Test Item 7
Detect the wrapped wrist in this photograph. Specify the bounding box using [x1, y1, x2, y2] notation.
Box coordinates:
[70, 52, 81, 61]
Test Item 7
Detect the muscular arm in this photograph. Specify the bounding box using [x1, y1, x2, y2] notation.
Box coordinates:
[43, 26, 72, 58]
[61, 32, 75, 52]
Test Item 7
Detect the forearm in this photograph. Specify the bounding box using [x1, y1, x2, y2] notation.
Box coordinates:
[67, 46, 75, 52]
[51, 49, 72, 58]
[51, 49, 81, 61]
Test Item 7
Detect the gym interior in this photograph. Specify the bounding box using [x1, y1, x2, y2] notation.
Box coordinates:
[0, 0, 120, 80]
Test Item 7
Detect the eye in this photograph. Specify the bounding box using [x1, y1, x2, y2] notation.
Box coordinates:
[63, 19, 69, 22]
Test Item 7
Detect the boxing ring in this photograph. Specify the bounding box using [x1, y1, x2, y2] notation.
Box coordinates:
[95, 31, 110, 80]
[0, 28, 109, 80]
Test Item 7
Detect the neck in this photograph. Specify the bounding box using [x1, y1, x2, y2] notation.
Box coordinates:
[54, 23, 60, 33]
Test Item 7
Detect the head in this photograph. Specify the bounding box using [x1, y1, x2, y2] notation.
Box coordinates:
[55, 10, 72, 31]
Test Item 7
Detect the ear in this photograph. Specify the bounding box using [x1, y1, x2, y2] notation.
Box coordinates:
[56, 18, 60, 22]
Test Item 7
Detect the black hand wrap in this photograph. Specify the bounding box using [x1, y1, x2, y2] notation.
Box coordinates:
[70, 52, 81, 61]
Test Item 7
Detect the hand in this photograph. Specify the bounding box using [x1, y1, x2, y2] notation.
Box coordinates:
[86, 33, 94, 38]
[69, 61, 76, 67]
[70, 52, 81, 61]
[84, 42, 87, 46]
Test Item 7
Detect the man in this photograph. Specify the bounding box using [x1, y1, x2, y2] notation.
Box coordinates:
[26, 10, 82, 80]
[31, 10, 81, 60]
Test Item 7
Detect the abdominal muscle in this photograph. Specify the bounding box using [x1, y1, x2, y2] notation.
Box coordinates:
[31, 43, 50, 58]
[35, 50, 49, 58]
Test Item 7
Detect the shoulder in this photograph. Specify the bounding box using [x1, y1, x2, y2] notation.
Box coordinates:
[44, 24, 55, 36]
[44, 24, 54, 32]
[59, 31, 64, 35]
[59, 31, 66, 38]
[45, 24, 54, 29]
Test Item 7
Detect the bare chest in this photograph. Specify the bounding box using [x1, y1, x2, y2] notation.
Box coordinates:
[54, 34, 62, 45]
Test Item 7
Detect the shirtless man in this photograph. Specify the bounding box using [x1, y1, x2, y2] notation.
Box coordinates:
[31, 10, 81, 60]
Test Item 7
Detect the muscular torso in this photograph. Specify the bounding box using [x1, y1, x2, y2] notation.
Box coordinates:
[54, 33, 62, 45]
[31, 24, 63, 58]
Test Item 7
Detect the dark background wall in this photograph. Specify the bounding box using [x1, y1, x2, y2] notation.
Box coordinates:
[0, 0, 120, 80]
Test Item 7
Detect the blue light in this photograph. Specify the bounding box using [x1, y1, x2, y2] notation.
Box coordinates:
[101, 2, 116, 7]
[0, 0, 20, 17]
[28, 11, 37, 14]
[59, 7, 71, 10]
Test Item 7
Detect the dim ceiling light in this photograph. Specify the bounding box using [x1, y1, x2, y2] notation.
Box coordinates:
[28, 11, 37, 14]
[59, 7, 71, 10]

* * *

WORK ITEM: Output the complete data verbatim.

EXPECTED ANSWER:
Test Item 7
Detect the wrapped wrist in this photograph. Specify the bounding box using [x1, y1, x2, y2] notation.
Box coordinates:
[70, 52, 81, 61]
Test Item 7
Detect the muscular arm in this photograph. Specify the bounding box using [x1, y1, x2, y2] notation.
Box coordinates:
[43, 26, 72, 58]
[61, 32, 75, 52]
Test Item 7
Detect the forearm in this photograph. Specify the bounding box using [x1, y1, x2, y2] notation.
Box coordinates:
[67, 46, 75, 52]
[51, 49, 72, 58]
[51, 49, 81, 61]
Test Item 7
Detect the gym interior in this photograph. Specify the bounding box using [x1, y1, x2, y2] notation.
Box coordinates:
[0, 0, 120, 80]
Test Item 7
Detect the eye in this photograph. Specify the bounding box using [x1, y1, x2, y2] notation.
Box coordinates:
[63, 19, 69, 22]
Test Item 7
Detect the boxing ring in this photograph. Specify the bounding box using [x1, y1, x2, y2] notation.
Box coordinates:
[95, 31, 110, 80]
[0, 28, 109, 80]
Test Item 7
Detect the neck in this photograph. Specify the bounding box using [x1, y1, x2, y2] notation.
Box coordinates:
[54, 23, 60, 33]
Test Item 7
Detect the head in this photograph. Specify the bounding box using [x1, y1, x2, y2] notation.
Box coordinates:
[55, 10, 72, 31]
Test Item 7
Detect the ear in this photograph. Specify the bounding box using [x1, y1, x2, y2] notation.
Box coordinates:
[56, 18, 60, 22]
Test Item 7
Detect the black hand wrap in this photograph. Specify the bounding box using [x1, y1, x2, y2] notation.
Box coordinates:
[70, 52, 81, 61]
Test Item 7
Detect the hand in this photograph. Specify the bounding box using [x1, y1, x2, y2] notation.
Box coordinates:
[86, 33, 94, 38]
[69, 61, 76, 67]
[70, 52, 81, 61]
[84, 42, 87, 46]
Test Item 7
Detect the man in this photograph. Specify the bounding box using [x1, y1, x2, y2] notation.
Box coordinates:
[26, 10, 82, 80]
[31, 10, 81, 60]
Test Item 7
Detect the abdominal muscle in this photograph. Specify the bounding box using [x1, y1, x2, y2] notation.
Box coordinates:
[31, 43, 50, 58]
[35, 50, 49, 58]
Test Item 7
Detect the shoulder in this photograph. Specify the bounding box using [x1, y1, x2, y2] notation.
Box coordinates:
[44, 24, 55, 36]
[44, 24, 54, 32]
[59, 31, 64, 35]
[59, 31, 66, 38]
[45, 24, 54, 29]
Test Item 7
Detect the bare chest in this photograph. Specify the bounding box using [x1, y1, x2, y2] notation.
Box coordinates:
[54, 34, 62, 45]
Test Item 7
Detect the shirtless man in this photograph. Specify the bounding box using [x1, y1, x2, y2] notation.
Box coordinates:
[31, 10, 81, 60]
Test Item 7
Detect the muscular torso in this photograph. Specify the bounding box using [x1, y1, x2, y2] notation.
Box coordinates:
[54, 33, 62, 45]
[31, 24, 63, 58]
Test Item 7
Detect the dark background wall in this photograph. Specify the bounding box using [x1, y1, x2, y2] notation.
Box coordinates:
[0, 0, 120, 80]
Test Item 7
Detect the blue light in this photograph. Specify the bounding box using [x1, y1, x2, y2] notation.
Box coordinates:
[101, 2, 116, 7]
[0, 0, 20, 17]
[28, 11, 37, 14]
[59, 7, 71, 10]
Test Item 7
Detect the dim ceiling light in this photograph. Specify the bounding box using [x1, y1, x2, y2] notation.
Box coordinates:
[28, 11, 37, 14]
[59, 7, 71, 10]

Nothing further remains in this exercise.